SOURCE PASSAGE:
>>>>>

Daphne Hamilton Memorial Scholarship

Award Amount
2000
Criteria

This endowment was established to encourage excellence in Biology and continuing studies in related specialties and will be awarded to a student proceeding directly to Selkirk College from any high school within the College region.  This student will have obtained the highest mark in Biology 12 and be enrolling into the Associate of Science program.  To be eligible for year 2 of this scholarship, students must continue their full-time, consecutive enrolment in the study of Natural Sciences at Selkirk College and have maintained a minimum GPA of 3.33.  Value of scholarship is  $2000 per year.

Selection Process
Application.

Story

April 23, 1910 - September 10, 1997

Born in Fort William, Ontario to a farming family, most of Daphne Hamilton’s adult life was spent in the West Kootenay. Daphne was a nurse who worked for many years at Rossland’s Mater Misericordiae Hospital before turning her professional talents toward a career as a teacher.

A founding member of the West Kootenay Naturalists Association, Daphne’s interest in nature was stimulated in the early 1970’s by an evening lecture series on natural science subjects presented by Selkirk College instructors Peter Wood, Peter Ommundsen, Lesley Anderton and Bill Merrilees, from which Daphne and her husband, Laurie derived much pleasure. It was members of the audience who attended these lectures that eventually established the West Kootenay Naturalists Association.

<<<<<

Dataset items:

>>>>>

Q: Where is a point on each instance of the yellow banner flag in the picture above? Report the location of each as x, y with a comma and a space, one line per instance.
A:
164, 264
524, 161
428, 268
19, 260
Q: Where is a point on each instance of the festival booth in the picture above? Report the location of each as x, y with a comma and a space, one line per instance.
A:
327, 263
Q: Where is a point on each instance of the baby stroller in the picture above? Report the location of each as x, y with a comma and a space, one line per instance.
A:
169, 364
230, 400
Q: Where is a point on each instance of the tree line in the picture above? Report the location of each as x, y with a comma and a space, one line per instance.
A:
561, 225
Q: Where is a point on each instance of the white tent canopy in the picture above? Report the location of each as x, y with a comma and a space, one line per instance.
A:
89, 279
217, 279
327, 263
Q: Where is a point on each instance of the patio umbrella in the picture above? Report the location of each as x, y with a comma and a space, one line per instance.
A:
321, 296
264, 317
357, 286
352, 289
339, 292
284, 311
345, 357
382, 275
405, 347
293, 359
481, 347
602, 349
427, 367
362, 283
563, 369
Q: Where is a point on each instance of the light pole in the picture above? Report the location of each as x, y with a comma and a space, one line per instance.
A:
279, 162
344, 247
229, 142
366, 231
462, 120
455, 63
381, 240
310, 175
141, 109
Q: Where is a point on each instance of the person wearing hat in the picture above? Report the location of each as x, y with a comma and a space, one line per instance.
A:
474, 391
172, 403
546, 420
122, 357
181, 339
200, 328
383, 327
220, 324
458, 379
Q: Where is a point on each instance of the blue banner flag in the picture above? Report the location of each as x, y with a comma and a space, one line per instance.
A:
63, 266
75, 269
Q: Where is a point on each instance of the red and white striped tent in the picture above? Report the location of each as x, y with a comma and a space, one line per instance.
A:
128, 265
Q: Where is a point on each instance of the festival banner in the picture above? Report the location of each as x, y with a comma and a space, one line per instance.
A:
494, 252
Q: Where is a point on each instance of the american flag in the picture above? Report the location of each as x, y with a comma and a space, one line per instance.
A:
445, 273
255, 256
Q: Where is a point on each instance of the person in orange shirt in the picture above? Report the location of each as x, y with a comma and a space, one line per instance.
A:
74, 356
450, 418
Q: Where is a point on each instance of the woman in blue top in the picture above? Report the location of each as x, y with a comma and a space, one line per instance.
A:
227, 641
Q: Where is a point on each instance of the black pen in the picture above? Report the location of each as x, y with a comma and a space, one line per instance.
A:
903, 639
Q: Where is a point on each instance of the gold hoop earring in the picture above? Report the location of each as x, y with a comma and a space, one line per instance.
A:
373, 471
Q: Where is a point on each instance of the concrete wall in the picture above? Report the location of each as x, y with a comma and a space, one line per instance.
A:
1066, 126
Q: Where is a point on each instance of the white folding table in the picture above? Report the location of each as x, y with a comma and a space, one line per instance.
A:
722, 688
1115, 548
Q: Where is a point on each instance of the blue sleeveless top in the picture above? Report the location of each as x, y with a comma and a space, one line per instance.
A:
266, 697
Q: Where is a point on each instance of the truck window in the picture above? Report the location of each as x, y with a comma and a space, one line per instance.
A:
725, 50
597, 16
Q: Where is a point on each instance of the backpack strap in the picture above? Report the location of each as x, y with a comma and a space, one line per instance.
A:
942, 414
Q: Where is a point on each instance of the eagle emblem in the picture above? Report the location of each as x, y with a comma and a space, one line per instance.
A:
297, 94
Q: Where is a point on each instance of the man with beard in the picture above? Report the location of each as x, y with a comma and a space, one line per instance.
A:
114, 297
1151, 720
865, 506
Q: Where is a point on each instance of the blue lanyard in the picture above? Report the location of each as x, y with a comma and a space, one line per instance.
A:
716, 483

<<<<<

Write the next part of the Daphne Hamilton scholarship page, picking up after its final sentence. The data plays no part in what is asked here.

In 1974, Daphne and Laurie Hamilton retired and moved from their Rossland home to take up a more rural lifestyle around Grand Forks. Here too, Daphne was instrumental in establishing the Boundary Naturalists Society along with other like-minded individuals from within the Boundary. Retirement allowed the Hamiltons the time to devote to birdwatching, travel nature outings, and for Dahpne, painting. This was a talent that blossomed in Daphne and within a few years she was gaining recognition at local and regional art exhibits. He home was filled with her original works featuring still-lifes and landscapes.

Daphne made her mark as a philanthropist in 1990 by endowing a scholarship for the study of biology or natural science disciplines with Selkirk College. She was one of the first Foundation benefactors to adopt a planned giving strategy that would ultimately enable Selkirk College to receive her gift of $100,000. Her interim gifts of $30,000 enabled the College to award entrance scholarships to students attending Selkirk College from within the region and majoring in biology or another natural science with the goal of attaining a baccalaureate degree in science.

Upon her death in 1997, Laurie Hamilton donated ten of Daphne’s original works of art to the Foundation to be used for the purposes of promoting the Daphne Hamilton Entrance Scholarship.